> **Textauszug**
********

Offene Mängel treten bei einer Untersuchung, die den Anforderungen des § 377 Abs. 1 HGB entspricht, sofort zutage. Sie sind deshalb regelmäßig innerhalb von bis zu einer Woche zu rügen (§ 377 Abs. 1 HGB). Verdeckte Mängel sind dagegen solche, die bei einer ordnungsgemäßen Untersuchung nicht entdeckt worden sind bzw. bei einer hypothetischen Untersuchung mit Sicherheit nicht entdeckt worden wären. Sie sind unverzüglich (vgl. § 121 Abs. 1 S. 1 BGB) nach der tatsächlichen Entdeckung zu rügen (§ 377 Abs. 3 HGB). Hier lag ein Mangel in der Funktionstüchtigkeit der Fernseher vor. Diesen Mangel hätte K bei einer eigenen Untersuchung entdeckt. Es liegt ein offener Mangel vor.

3. Da H die Ware direkt an I geliefert hat, hatte G diese zu keinem Zeitpunkt selbst in der Hand. Ändert dies etwas an dem relevanten Startzeitpunkt der Frist?

Nein!

Bei einem offenen, nur mit Untersuchung erkennbaren Mangel, umfasst die Gesamtfrist für den Käufer grundsätzlich (1) den erforderlichen Zeitraum für die Untersuchung und (2) den erforderlichen Zeitraum zur Übermittlung der Mängelanzeige. Die Untersuchungsfrist als erster Bestandteil der Gesamtfrist beginnt mit Ablieferung der Sache, soweit dies nach ordnungsmäßigem Geschäftsgang tunlich ist, § 377 Abs. 1 HGB. Beim Streckengeschäft, bei dem der Verkäufer die Ware unmittelbar an den Abnehmer des Käufers liefert, liegt Ablieferung vor, wenn die Kaufsache an den Zweitkäufer als Empfänger ausgeliefert worden ist. Die Untersuchung ist beim Streckengeschäft auch nach ordnungsmäßigem Geschäftsgang tunlich. Da die Ablieferung an den Zweitkäufer im Interesse und auf Bitten des Erstkäufers erfolgt, wäre es unbillig, hieran ein Entfallen der Untersuchungs- und Rügeobliegenheiten des Erstkäufers anzuknüpfen. Ein Streckengeschäft ändert damit nichts am Bestehen der Untersuchungs- und Rügeobliegenheiten zwischen Erstverkäufer und Erstkäufer. Der Erstkäufer ist also darauf angewiesen, dass der Zweitkäufer die Ware rechtzeitig untersucht und ihm Mängel meldet, sodass er diese noch rechtzeitig an den Erstverkäufer weitergeben kann. Nach Lieferung des H an I begann Gs Untersuchungsfrist zu laufen. Nach deren Ende startete die Frist zur Übermittlung der Mängelanzeige. Bestehen und Startzeitpunkt der Rügefrist sind somit durch das Streckengeschäft unverändert.

********

Einträge zur Objektposition in Bildern:
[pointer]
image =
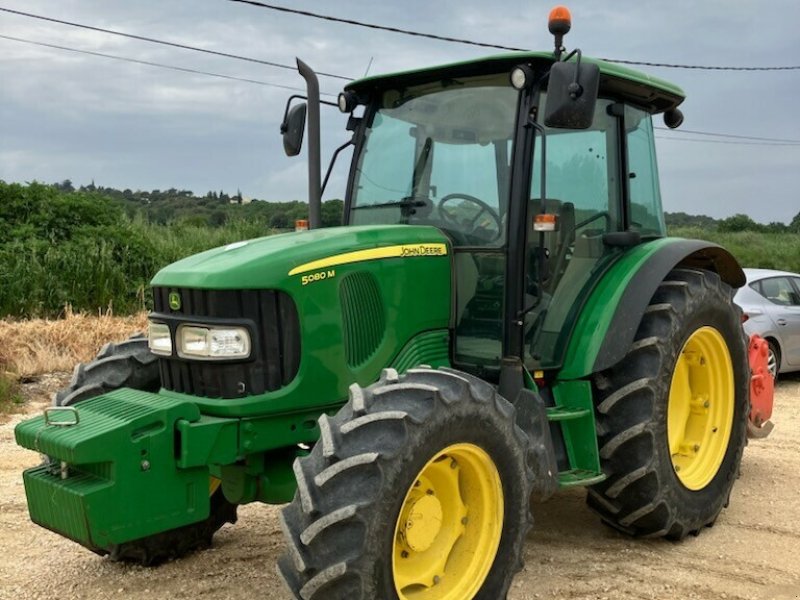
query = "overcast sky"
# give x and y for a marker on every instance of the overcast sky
(79, 117)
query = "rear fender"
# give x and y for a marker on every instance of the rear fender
(608, 323)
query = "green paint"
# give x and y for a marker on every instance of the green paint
(574, 411)
(414, 291)
(610, 71)
(595, 318)
(123, 481)
(430, 348)
(175, 301)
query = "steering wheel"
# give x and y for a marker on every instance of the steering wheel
(470, 227)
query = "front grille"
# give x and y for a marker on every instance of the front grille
(271, 316)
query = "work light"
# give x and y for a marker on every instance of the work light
(212, 342)
(158, 339)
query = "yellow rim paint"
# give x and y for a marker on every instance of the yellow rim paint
(700, 409)
(398, 251)
(449, 527)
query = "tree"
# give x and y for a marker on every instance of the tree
(739, 222)
(279, 220)
(794, 226)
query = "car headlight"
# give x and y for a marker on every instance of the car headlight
(213, 342)
(158, 339)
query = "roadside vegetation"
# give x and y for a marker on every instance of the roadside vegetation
(97, 251)
(75, 263)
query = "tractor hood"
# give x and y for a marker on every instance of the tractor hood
(274, 261)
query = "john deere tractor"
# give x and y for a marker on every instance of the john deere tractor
(501, 315)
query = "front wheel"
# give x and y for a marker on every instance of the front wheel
(417, 490)
(672, 415)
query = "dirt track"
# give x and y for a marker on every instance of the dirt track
(752, 553)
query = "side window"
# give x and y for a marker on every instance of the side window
(779, 290)
(465, 188)
(582, 173)
(645, 195)
(388, 158)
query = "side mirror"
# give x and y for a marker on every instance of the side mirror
(292, 128)
(572, 95)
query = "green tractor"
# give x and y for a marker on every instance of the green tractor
(501, 316)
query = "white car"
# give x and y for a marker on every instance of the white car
(771, 304)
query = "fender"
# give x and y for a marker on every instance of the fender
(607, 325)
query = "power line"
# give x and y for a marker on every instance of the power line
(442, 38)
(142, 38)
(700, 67)
(728, 142)
(730, 135)
(155, 64)
(432, 36)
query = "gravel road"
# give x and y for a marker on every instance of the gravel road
(753, 552)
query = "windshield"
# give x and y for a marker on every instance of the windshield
(439, 154)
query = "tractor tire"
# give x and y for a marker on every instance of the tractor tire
(131, 364)
(672, 415)
(435, 447)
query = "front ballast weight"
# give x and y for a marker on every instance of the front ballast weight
(408, 467)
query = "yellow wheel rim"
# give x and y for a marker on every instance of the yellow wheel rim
(700, 410)
(448, 531)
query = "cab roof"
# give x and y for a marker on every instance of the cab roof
(652, 93)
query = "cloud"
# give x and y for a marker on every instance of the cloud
(64, 115)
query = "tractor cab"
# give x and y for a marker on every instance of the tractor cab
(537, 190)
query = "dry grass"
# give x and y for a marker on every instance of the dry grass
(33, 347)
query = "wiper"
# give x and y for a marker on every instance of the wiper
(408, 202)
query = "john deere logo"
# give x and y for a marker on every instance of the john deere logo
(175, 301)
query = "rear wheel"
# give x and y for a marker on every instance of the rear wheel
(131, 364)
(418, 490)
(672, 414)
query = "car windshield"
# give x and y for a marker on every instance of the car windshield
(439, 154)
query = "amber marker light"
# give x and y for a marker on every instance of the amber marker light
(560, 20)
(545, 222)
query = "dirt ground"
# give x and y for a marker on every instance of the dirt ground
(753, 552)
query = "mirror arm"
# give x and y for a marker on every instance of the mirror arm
(333, 162)
(575, 89)
(284, 123)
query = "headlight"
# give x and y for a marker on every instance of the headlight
(159, 340)
(213, 342)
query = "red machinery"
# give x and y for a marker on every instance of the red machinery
(762, 389)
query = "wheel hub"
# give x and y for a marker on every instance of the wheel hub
(449, 526)
(700, 409)
(423, 523)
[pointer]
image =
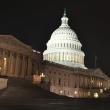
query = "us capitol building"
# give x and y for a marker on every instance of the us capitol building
(59, 69)
(63, 66)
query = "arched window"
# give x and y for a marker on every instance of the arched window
(59, 81)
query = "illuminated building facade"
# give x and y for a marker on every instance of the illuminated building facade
(16, 58)
(63, 66)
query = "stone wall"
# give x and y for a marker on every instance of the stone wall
(3, 83)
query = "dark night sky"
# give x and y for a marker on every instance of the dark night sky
(33, 23)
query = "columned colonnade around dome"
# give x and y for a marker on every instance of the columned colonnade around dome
(70, 57)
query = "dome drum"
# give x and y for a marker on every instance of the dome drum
(64, 47)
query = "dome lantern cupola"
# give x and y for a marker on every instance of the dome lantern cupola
(64, 47)
(64, 20)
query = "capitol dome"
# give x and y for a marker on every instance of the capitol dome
(64, 47)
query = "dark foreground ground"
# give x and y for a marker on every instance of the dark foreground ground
(22, 95)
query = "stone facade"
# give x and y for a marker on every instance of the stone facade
(75, 82)
(16, 58)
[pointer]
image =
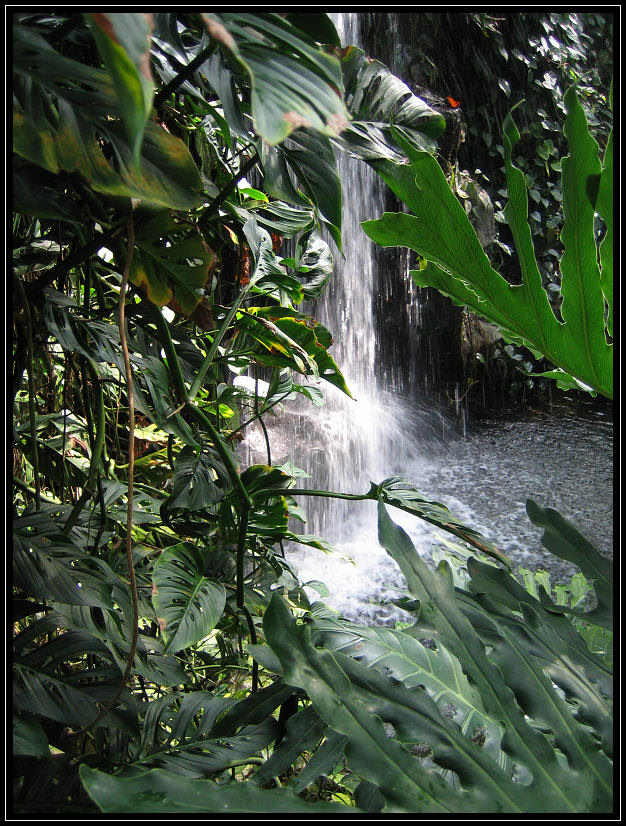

********

> **Aufgabenstellung 1**
Innerhalb welcher Frist sind offene Mängel laut dem Textauszug zur Mängelrüge regelmäßig zu rügen?
> **Aufgabenstellung 2**
Sammeln Sie alle Zeilen der Datensätze, die die Zeichenfolge "front" enthalten. Groß- und Kleinschreibung ist dabei zu beachten.

> **Antwort 1**
Innerhalb von bis zu einer Woche (§ 377 Abs. 1 HGB).

> **Antwort 2**
query = "front grille"
# give x and y for a marker on every instance of the front grille
query = "front wheel"
# give x and y for a marker on every instance of the front wheel
query = "front ballast weight"
# give x and y for a marker on every instance of the front ballast weight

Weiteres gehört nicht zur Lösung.